• Problems to solve:
[A] Echo the stretch of the Totonac text below from "The translation for" through "for subsistence maize.", word for word.
[B] In the Totonac text below, until when were the Totonac the world's main producers of vanilla?

Selected text below:

The Totonac are an indigenous people of Mexico who reside in the states of Veracruz, Puebla, and Hidalgo. They are one of the possible builders of the pre-Columbian city of El Tajín, and further maintained quarters in Teotihuacán (a city which they claim to have built). Until the mid-19th century they were the world's main producers of vanilla.

Etymology

The term "totonac" refers to the people living in Totonacapan. There is no agreement as to the origin of the term. Some authors have translated the term "totonac" as a Nahuatl word meaning "People of Hot Land".
The translation for this word in the Totonac Language, according to sources, is "toto-nacu" meaning "three hearts" signifying their three cities or cultural centers: Cempoala, Tajin and Teayo. Evidence, however, is inconclusive.

Geography and traditional lifestyle

In the 15th century, the Aztecs labeled the region of the Totonac "Totonacapan"; which then extended roughly from Papantla in the north to Cempoala in the south.  Totonacapan was largely hot and humid.  Along with the normal agricultural crops of maize, manioc, squash, beans, pumpkin and chili peppers, the region was noted for its production of cotton.  Even during the disastrous central Mexican famine of 1450-1454, the region remained a reliable agricultural center.  At that time, many Aztecs were forced to sell themselves or their family members as slaves to the Totonac in exchange for subsistence maize.

Diet
There is a total absence of comals, metates and manos meaning the Totonacs did not eat tortillas; however, even though corn was grown it did not form a large part of their diet. The Totonacs ate fruit, most notably zapotes, guavas, papayas, plantains and avocados. Men hunted and fished shark, turtle, deer, armadillo, opossums, and frogs. Women raised turkeys and dogs. Peasants as well as nobles ate corn porridge in the morning. Lunch was the main meal of the day and consisted of manioc, bean stew or even a rich meat sauce for the nobles. Fish and seafood as well as game was eaten by both nobles and farmers. The agave provided liquor.

Clothing
Totonac women were expert weavers and embroiderers; they dressed grandly and braided their hair with feathers. The Franciscan friar Bernardino de Sahagún stated that, in all aspects of their appearance, the women were "quite elegant", women wore skirts (embroidered for the nobles) and a small triangular poncho covering the breasts. Noble women wore shell and jade necklaces and earrings and often tattooed their faces with red ink. Married women wore their hair in the Nahuatl fashion while peasant women wore their hair long. Likewise, the noble men dressed well, adorning themselves with multicolored cloaks, loin cloths, necklaces, arm bands, lip plugs and devices made of the prized quetzal feathers. Hair was kept long with a thick tuft of hair on the top tied up with a ribbon.

Housing
Houses were generally thatched and had an overhang. They were rectangular in shape.

End of Selected text.
Information provided below:

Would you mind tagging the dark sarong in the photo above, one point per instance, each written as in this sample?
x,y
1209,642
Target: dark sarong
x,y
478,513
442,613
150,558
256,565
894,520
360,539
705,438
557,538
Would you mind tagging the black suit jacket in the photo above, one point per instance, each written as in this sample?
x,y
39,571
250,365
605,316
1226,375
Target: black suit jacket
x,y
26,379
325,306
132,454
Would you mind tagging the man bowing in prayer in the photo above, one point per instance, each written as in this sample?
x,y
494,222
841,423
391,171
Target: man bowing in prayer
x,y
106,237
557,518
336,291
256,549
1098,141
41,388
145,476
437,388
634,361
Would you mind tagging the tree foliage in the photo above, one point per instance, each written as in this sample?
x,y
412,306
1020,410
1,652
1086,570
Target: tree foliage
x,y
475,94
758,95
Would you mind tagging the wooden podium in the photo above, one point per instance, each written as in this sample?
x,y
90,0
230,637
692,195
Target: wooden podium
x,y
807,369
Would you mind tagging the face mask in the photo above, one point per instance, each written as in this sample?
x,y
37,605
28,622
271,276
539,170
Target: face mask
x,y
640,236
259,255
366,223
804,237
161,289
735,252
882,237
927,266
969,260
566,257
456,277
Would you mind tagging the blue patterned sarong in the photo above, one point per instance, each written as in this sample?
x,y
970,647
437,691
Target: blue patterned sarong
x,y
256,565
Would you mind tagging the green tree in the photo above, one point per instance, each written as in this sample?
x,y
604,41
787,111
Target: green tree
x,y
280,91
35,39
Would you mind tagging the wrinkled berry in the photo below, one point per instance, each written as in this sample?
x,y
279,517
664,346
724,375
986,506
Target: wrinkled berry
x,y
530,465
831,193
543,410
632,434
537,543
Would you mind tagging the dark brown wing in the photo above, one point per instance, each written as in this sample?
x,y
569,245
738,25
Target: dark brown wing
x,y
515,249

End of Information provided.

• Answer list:
[A]
The translation for this word in the Totonac Language, according to sources, is "toto-nacu" meaning "three hearts" signifying their three cities or cultural centers: Cempoala, Tajin and Teayo. Evidence, however, is inconclusive.

Geography and traditional lifestyle

In the 15th century, the Aztecs labeled the region of the Totonac "Totonacapan"; which then extended roughly from Papantla in the north to Cempoala in the south.  Totonacapan was largely hot and humid.  Along with the normal agricultural crops of maize, manioc, squash, beans, pumpkin and chili peppers, the region was noted for its production of cotton.  Even during the disastrous central Mexican famine of 1450-1454, the region remained a reliable agricultural center.  At that time, many Aztecs were forced to sell themselves or their family members as slaves to the Totonac in exchange for subsistence maize.

[B] Until the mid-19th century.